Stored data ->
────────────────────────────────────────
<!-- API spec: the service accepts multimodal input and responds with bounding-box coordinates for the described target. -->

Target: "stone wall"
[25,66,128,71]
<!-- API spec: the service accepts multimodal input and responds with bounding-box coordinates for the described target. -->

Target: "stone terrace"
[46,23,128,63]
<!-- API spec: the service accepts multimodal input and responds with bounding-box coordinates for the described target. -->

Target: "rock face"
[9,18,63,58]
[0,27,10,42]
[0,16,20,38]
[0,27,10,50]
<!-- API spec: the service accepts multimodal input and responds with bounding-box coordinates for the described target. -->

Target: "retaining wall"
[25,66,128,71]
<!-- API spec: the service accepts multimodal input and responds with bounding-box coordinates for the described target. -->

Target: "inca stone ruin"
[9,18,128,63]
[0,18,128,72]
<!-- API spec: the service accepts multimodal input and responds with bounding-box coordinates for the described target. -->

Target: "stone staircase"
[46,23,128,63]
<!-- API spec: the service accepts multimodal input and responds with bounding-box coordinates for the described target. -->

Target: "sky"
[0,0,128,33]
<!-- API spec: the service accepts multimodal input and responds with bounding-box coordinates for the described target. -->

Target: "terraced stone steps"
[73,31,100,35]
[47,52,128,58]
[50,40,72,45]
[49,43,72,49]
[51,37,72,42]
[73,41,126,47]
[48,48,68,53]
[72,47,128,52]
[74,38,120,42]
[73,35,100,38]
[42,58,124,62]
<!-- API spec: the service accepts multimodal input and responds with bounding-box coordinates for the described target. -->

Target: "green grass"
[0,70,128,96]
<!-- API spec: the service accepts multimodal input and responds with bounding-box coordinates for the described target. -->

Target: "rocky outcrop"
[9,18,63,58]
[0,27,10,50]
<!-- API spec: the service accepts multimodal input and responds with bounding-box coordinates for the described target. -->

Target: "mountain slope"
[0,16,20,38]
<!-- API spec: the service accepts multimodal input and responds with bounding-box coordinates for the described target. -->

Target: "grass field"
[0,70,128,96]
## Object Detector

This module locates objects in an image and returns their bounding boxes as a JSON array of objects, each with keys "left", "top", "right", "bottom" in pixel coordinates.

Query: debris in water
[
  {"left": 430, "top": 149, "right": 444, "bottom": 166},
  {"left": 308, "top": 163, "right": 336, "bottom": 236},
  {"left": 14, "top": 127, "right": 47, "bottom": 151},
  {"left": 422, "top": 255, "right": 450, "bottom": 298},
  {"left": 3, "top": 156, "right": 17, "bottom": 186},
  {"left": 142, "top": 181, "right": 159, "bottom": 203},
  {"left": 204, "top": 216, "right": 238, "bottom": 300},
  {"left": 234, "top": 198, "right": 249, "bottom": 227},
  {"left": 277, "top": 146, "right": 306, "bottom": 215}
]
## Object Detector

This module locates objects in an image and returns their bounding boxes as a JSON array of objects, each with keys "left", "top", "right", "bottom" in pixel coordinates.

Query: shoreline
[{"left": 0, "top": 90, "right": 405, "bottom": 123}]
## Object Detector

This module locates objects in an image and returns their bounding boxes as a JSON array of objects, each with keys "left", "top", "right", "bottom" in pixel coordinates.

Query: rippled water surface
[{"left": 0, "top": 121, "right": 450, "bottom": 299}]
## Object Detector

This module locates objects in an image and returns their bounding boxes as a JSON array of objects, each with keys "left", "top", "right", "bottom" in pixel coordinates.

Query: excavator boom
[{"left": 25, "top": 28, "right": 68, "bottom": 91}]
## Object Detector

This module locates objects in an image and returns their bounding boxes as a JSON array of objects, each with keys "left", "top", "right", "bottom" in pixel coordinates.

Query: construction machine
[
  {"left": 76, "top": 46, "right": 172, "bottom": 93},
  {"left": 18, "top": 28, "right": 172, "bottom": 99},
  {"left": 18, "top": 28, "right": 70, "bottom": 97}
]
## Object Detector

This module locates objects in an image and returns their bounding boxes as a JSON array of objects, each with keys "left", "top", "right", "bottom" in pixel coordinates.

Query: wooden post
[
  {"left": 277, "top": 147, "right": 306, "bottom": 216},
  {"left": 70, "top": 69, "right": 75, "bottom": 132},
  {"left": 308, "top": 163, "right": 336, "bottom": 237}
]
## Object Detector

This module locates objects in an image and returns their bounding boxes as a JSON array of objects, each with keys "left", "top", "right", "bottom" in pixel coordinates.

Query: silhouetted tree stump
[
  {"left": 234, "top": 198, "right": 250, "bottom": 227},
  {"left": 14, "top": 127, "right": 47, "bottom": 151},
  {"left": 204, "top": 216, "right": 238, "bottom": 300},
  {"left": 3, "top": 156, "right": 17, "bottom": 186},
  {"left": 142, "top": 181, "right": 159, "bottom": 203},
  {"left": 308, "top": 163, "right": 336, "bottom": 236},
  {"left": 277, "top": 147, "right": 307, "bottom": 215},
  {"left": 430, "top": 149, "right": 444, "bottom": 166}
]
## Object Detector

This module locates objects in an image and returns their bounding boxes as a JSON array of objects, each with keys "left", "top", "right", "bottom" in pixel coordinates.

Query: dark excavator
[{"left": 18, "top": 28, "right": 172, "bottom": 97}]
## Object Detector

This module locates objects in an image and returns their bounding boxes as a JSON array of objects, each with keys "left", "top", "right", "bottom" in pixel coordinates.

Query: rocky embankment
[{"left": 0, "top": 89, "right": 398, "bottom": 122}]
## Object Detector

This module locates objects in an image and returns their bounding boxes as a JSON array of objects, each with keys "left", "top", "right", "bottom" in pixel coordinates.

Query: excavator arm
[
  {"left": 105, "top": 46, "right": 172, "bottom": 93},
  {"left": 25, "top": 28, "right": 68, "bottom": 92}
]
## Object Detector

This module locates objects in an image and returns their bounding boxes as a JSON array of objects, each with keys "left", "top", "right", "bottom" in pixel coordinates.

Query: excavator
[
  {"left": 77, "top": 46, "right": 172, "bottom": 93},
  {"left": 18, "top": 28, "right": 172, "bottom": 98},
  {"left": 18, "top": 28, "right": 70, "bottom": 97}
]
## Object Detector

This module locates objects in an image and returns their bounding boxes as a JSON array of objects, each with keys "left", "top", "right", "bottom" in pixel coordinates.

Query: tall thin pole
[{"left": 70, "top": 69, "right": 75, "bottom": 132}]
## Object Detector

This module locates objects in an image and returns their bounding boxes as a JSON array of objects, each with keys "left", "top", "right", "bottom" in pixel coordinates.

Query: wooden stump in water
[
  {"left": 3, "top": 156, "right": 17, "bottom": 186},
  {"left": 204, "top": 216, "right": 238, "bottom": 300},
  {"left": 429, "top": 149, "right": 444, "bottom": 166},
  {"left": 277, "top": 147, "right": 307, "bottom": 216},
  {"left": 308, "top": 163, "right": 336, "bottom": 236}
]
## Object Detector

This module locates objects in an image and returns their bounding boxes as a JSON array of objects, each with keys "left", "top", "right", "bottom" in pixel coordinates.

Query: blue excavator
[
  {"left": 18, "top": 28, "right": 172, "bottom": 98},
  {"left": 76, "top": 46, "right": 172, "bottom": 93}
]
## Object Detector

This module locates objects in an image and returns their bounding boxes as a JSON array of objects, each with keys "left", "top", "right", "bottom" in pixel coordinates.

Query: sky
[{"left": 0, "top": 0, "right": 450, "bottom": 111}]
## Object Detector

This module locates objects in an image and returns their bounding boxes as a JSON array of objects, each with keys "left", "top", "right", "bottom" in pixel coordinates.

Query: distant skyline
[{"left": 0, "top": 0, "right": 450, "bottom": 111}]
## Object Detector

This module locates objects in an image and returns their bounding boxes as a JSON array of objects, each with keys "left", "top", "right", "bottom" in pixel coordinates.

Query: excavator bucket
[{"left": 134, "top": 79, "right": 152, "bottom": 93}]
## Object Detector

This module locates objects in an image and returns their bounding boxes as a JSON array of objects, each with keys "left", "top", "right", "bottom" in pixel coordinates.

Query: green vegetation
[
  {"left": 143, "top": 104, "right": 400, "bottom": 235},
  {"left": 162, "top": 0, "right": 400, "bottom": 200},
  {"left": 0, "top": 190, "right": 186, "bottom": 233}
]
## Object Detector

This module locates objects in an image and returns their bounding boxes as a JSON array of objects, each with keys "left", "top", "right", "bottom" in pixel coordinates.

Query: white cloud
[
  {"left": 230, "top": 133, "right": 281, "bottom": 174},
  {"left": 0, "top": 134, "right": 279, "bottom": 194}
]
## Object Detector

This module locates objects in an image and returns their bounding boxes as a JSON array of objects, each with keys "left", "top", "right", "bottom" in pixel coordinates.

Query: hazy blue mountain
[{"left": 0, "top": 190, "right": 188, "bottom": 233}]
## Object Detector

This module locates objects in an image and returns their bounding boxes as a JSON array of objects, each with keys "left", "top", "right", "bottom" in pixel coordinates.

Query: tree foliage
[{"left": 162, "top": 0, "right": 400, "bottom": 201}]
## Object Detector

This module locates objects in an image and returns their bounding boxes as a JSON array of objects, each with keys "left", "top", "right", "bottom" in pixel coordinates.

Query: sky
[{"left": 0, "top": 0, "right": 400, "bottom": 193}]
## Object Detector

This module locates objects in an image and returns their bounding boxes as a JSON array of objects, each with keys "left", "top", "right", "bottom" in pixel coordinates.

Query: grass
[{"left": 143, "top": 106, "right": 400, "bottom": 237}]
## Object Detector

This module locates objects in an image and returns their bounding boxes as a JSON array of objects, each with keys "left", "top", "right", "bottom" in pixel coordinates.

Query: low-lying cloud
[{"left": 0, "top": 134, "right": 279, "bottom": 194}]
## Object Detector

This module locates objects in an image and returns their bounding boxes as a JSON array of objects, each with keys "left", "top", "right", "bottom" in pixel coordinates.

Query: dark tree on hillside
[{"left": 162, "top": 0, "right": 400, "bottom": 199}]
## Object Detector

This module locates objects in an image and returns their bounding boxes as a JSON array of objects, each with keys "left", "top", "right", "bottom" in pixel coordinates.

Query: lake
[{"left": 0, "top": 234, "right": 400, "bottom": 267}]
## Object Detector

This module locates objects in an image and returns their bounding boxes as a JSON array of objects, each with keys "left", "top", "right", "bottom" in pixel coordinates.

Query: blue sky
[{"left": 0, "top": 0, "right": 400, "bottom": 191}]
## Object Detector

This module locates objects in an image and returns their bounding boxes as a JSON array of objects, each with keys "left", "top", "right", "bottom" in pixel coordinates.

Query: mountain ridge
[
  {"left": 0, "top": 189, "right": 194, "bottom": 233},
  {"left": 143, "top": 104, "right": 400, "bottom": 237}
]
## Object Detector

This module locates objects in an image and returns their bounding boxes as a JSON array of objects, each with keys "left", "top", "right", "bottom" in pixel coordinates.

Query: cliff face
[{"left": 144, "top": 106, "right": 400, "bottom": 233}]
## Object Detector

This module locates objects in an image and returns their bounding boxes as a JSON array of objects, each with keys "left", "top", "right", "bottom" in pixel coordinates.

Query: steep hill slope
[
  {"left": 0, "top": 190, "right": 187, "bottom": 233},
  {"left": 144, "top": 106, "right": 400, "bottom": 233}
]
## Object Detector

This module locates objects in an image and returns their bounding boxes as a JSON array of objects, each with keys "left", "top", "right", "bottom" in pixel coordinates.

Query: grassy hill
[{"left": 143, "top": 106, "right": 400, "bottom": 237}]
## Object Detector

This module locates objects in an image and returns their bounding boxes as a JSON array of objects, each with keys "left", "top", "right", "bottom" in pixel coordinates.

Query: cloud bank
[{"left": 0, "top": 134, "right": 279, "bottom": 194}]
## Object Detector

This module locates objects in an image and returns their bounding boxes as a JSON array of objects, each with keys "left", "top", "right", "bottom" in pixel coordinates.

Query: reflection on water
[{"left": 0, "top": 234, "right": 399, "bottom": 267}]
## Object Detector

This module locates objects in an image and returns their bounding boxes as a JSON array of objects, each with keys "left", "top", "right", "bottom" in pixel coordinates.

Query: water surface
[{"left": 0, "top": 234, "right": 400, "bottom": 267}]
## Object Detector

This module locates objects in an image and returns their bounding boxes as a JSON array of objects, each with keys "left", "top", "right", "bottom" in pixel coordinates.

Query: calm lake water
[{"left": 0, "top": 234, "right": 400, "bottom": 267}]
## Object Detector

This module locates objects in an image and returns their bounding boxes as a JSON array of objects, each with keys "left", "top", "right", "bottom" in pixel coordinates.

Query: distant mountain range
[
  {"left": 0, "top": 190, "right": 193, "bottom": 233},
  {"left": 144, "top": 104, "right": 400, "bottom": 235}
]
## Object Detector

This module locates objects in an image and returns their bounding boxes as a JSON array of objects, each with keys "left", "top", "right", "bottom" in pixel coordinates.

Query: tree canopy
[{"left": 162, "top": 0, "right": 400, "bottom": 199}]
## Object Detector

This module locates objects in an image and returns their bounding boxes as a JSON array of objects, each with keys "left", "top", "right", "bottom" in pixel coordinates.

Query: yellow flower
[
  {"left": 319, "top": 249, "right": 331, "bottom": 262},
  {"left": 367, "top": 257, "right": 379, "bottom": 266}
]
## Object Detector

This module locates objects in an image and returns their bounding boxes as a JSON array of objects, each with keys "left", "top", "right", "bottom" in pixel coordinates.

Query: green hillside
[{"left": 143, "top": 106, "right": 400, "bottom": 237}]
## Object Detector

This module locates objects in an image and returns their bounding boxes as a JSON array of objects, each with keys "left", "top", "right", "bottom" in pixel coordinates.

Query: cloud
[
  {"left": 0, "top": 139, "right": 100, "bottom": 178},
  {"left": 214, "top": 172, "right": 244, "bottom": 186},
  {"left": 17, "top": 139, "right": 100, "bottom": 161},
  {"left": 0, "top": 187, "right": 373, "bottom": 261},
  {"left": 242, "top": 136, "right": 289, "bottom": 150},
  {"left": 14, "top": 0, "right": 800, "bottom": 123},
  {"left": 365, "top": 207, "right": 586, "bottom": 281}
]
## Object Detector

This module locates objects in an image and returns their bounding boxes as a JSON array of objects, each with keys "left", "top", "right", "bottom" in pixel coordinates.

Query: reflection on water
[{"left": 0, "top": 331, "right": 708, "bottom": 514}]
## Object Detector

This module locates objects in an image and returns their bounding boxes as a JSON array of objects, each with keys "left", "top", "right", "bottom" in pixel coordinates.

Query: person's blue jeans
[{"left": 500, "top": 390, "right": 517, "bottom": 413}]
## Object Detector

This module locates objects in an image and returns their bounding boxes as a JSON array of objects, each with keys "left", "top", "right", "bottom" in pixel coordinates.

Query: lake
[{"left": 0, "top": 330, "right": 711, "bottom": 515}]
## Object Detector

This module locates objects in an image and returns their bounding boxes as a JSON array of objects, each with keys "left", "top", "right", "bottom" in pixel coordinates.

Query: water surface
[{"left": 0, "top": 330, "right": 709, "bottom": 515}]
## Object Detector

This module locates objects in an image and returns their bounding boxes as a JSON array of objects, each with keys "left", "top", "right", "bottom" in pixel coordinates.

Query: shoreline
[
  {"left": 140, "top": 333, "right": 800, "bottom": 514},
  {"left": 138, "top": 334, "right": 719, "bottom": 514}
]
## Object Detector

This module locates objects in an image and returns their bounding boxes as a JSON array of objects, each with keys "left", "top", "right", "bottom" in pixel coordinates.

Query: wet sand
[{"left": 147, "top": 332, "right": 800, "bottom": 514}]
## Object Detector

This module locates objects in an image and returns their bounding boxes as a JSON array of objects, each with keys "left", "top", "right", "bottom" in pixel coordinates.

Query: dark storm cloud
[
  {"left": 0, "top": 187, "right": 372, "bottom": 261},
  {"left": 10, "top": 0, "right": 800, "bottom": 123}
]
────────────────────────────────────────
THE EXERCISE -> Tally the lines in the items above that contain the word "wall". Reply with the number alone.

TASK SOLUTION -> 2